Stored data entries:
※
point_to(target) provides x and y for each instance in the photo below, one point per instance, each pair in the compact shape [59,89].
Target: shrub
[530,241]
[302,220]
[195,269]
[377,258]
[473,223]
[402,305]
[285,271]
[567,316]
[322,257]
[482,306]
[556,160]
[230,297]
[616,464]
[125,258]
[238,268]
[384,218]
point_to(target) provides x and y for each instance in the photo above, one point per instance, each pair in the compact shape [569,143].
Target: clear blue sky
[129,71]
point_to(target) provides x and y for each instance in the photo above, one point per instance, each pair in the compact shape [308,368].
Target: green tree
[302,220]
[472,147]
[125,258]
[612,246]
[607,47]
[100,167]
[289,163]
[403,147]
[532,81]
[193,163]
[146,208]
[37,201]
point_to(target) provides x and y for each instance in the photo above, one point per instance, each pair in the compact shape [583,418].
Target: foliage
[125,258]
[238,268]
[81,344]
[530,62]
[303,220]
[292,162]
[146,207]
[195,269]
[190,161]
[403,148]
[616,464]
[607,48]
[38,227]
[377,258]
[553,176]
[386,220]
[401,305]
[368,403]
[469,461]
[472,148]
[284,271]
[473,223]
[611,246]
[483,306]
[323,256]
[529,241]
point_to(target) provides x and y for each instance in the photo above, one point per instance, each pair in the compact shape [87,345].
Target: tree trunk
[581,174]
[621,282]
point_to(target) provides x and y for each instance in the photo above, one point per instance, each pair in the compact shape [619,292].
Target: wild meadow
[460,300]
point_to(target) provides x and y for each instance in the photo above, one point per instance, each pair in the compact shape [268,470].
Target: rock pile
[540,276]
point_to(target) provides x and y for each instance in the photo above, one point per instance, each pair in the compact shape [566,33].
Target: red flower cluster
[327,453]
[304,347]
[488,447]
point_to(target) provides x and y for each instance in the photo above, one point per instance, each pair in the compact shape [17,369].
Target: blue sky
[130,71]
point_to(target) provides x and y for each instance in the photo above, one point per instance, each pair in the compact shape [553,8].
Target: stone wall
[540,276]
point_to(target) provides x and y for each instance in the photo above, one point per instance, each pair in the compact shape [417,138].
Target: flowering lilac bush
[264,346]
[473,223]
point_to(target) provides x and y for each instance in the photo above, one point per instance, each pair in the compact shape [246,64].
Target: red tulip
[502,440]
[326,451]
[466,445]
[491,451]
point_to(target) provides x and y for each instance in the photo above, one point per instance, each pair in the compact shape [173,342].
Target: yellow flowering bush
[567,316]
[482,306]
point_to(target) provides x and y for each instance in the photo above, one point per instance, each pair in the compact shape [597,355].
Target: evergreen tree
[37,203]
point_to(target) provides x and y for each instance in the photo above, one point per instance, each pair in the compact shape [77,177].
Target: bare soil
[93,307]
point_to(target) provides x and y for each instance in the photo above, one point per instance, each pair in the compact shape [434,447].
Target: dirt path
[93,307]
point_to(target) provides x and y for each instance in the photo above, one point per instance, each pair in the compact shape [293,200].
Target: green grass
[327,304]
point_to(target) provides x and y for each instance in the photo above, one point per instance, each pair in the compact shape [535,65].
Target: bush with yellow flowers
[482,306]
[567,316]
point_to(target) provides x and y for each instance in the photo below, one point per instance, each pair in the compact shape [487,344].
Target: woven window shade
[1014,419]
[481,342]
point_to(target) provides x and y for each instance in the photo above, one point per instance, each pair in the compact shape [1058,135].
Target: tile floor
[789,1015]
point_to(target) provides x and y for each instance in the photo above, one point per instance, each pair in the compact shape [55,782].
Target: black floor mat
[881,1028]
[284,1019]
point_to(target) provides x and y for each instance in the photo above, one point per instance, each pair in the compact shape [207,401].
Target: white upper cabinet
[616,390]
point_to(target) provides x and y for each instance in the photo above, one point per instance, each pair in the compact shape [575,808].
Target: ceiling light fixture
※
**To do**.
Say only how many lines above contain "below", with no other words.

**Task response**.
2